DOCUMENT:
Delhi Photo Festival 2015

The Delhi Photo Festival is a celebration of international photography, with its third edition as India’s biggest festival of its kind running from October 30th to November 8th this year at the Indira Gandhi National Centre for the Arts.

Cutting across the spectrum of geographies, economic status, cameras and human contexts, the festival uses photos as an art form of expression, not only to showcase the very best photos from around the world, unrestricted by genre, but to educate, initiate dialogue, and create a community of photography lovers and practitioners.

We bring to you our favourite photographs which will be on display during the event.

Arun Vijai Mathavan

Arun Vijai Mathavan, India (National Institute of Design, India)

Urban Mountains

In 2007, for the first time in human history, more than 50% of the world’s population is living in urban areas. In India especially, the large mega-polises of Delhi, Mumbai, Calcutta etc accommodate thousands of new migrants everyday. The challenges for these cities in providing space, housing and work all pale however in comparison to the biggest challenge of all: Waste.

WRITTEN TASK 1: Reproduce, word for word, the stretch of the Delhi Photo Festival text from "Cutting across the" through "lovers and practitioners.".
WRITTEN TASK 2:
Answer these questions using the Delhi Photo Festival text:
(a) At what venue is the festival held?
(b) Which edition of the festival is it?
(c) In what year did more than half of the world's population first live in urban areas?
WRITTEN TASK 3: Pick up the Delhi Photo Festival text after its last sentence and write the next part.

INFORMATION SUPPLIED:
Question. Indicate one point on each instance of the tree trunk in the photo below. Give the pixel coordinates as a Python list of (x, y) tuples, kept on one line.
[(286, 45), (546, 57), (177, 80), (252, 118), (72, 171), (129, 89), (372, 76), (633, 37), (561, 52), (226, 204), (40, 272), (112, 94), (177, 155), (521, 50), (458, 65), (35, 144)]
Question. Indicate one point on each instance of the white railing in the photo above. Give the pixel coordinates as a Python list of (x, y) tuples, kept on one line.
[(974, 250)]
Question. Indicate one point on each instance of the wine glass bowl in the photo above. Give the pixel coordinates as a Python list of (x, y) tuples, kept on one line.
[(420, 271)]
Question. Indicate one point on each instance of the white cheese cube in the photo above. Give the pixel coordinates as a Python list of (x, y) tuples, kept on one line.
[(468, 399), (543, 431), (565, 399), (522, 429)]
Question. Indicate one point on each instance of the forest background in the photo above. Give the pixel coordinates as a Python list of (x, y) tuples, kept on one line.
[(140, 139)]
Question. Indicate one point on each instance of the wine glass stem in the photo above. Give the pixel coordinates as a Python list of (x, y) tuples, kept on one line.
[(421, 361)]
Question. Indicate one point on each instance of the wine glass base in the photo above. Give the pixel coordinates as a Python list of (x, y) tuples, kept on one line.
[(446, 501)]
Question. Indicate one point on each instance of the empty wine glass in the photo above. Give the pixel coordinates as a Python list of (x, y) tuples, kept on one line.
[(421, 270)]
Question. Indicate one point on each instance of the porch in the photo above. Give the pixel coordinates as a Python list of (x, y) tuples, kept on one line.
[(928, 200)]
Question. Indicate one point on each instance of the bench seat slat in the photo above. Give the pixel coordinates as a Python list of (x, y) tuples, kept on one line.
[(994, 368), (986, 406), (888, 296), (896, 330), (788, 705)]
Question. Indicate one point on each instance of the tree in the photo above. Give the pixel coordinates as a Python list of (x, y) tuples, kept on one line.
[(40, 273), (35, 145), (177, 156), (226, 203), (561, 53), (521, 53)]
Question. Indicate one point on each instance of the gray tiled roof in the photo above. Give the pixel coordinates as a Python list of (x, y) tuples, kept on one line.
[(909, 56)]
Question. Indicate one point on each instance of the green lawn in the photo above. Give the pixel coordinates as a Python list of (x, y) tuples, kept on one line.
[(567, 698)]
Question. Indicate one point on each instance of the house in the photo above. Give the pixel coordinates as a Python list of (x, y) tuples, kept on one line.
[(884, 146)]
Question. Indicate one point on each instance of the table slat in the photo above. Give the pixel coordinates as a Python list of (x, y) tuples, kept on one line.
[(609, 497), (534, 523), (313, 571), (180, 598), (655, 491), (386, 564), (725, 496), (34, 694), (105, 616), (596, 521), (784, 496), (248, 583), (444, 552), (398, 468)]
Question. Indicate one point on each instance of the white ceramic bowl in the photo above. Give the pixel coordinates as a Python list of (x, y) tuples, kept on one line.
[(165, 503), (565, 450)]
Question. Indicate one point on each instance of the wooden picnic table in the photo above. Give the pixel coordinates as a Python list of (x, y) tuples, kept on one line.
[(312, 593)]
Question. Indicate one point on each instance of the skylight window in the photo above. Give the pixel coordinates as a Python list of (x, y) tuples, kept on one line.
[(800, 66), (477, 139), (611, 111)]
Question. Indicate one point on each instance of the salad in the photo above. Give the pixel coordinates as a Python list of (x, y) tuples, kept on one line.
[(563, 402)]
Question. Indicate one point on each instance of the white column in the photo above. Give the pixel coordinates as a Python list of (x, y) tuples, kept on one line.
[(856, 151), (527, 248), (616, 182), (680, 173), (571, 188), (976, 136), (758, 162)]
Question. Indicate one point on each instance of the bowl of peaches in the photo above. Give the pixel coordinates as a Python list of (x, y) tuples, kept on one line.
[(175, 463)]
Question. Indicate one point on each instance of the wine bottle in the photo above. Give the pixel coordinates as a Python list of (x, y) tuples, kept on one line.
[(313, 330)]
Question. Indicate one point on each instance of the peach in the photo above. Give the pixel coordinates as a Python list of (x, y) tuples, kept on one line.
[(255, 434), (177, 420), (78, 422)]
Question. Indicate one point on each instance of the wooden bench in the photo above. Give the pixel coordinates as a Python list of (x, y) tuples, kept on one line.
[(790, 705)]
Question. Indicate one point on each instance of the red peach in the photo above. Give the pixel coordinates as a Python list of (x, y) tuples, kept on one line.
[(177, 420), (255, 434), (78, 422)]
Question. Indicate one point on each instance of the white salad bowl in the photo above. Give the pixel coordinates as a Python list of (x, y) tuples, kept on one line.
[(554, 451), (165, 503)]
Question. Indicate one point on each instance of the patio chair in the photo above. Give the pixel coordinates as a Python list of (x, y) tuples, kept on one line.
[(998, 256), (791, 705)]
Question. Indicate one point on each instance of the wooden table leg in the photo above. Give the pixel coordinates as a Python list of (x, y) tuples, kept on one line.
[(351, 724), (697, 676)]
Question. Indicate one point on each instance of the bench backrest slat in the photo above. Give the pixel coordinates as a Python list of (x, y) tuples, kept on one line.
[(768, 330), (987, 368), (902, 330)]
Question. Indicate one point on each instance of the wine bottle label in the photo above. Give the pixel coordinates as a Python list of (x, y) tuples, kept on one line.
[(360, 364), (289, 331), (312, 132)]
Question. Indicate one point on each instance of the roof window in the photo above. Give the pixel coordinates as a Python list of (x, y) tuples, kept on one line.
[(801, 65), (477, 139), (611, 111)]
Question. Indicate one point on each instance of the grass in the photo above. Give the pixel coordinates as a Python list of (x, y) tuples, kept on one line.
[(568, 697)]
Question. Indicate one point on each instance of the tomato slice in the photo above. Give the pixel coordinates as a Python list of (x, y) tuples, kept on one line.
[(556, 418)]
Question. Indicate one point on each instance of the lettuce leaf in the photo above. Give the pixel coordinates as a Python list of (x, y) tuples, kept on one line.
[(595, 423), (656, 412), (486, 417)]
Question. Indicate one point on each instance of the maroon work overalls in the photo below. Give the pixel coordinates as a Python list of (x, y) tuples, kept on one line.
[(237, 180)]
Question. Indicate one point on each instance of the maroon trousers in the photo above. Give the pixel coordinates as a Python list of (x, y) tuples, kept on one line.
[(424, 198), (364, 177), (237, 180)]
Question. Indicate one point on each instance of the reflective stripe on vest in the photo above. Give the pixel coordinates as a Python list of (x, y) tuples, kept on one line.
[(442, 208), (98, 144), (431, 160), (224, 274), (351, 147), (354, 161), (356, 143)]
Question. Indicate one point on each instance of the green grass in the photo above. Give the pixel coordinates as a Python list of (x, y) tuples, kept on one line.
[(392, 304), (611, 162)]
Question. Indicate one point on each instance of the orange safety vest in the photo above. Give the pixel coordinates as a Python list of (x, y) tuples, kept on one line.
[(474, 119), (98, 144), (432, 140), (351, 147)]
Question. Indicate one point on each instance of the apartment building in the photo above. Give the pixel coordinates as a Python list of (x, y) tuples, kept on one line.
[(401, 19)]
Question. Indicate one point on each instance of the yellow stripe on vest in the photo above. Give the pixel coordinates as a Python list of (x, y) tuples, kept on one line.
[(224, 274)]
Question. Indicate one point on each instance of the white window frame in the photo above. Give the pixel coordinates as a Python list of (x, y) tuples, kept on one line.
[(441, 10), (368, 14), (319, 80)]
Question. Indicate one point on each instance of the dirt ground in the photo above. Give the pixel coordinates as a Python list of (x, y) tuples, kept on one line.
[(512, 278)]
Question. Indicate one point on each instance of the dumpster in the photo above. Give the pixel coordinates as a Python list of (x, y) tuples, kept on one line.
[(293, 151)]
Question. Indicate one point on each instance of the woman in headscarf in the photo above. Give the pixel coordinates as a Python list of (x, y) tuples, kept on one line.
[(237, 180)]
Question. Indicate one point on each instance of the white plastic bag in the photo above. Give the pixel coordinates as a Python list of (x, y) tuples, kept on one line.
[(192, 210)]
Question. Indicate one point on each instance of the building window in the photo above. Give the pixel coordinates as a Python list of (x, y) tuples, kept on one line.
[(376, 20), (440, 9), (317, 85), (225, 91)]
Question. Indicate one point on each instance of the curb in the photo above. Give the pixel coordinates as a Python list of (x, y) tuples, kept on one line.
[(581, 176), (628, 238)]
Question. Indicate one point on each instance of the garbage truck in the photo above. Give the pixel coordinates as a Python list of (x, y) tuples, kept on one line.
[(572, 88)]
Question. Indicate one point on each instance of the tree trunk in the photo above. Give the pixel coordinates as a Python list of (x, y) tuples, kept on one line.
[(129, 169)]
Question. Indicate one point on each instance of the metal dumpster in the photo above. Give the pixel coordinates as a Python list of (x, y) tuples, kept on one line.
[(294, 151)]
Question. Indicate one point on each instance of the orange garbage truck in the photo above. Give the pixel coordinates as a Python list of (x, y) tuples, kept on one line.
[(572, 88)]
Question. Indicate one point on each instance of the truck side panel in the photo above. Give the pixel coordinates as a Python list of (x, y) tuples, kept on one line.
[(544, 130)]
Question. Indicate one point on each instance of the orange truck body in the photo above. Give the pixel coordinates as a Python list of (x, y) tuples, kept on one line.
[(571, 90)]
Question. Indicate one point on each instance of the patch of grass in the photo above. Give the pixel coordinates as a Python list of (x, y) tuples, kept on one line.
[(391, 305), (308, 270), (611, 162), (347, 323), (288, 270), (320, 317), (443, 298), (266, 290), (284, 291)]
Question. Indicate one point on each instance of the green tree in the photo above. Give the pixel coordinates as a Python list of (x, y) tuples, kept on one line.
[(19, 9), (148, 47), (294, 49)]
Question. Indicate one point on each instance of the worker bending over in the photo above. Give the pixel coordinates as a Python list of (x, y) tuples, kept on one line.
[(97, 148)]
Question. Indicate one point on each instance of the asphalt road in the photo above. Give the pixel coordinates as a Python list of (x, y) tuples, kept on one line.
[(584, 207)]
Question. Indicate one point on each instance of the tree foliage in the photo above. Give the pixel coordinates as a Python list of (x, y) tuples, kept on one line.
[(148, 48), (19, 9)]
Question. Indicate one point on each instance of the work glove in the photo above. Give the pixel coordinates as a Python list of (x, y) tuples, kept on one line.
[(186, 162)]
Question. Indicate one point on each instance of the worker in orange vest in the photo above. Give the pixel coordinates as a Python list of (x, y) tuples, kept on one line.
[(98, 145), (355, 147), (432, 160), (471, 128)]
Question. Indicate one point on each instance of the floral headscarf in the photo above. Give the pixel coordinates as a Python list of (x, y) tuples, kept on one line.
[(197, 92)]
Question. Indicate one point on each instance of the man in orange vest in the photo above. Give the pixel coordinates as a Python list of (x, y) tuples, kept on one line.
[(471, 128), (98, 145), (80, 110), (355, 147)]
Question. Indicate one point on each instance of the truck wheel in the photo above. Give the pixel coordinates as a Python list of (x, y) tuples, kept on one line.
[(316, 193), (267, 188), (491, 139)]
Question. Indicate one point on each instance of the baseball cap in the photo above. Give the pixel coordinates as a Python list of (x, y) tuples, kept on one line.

OUTPUT 1:
Cutting across the spectrum of geographies, economic status, cameras and human contexts, the festival uses photos as an art form of expression, not only to showcase the very best photos from around the world, unrestricted by genre, but to educate, initiate dialogue, and create a community of photography lovers and practitioners.

OUTPUT 2:
(a) The Indira Gandhi National Centre for the Arts.
(b) The third edition.
(c) 2007.

OUTPUT 3:
Christian Werner

Christian Werner, Germany

74

The Yazidi religion is one of the oldest. Since its founding years 74 genocides have been committed against them. The latest and most systematic done by the IS terrorist militia. Since the invasion of the IS terrorist militia in Iraq, hundreds of thousands Yazidis were uprooted and are on the run. Thousands of men and boys were shot and beheaded women abducted and sold at auction as sex slaves. In adverse circumstances they have erected makeshift shelters, where they found just enough room. Only a few have made it into the camps set up by NGOs. Most live in the reinforced concrete skeletons of unfinished houses, improvised in tents made of tarpaulins and branches or on the road.

Until the beginning of the year 10,000 Yazidis were encircled in the Sinjar Mountains of the IS militia. Over 4 months, they fought with little food, little ammunition and weapons to survive until the Kurdish Peshmerga free fought a land corridor.

 

Michael-Drost-Hansen_25-e1445351208870

Micheal Drost-Hansen, Denmark (Danish School of Media and Journalism, Denmark)

Rohingya

Since the Rohingya lost citizenship the Rohingya Muslims in Burma’s western Rakhine province has been exposed to something resembling ethnic cleansing. The Rohingya in Burma now live in government-controlled prison-like camps for internally displaced people just a few kilometers from their former homes.

Their only way of escape is the Bay of Bengal in homemade boats.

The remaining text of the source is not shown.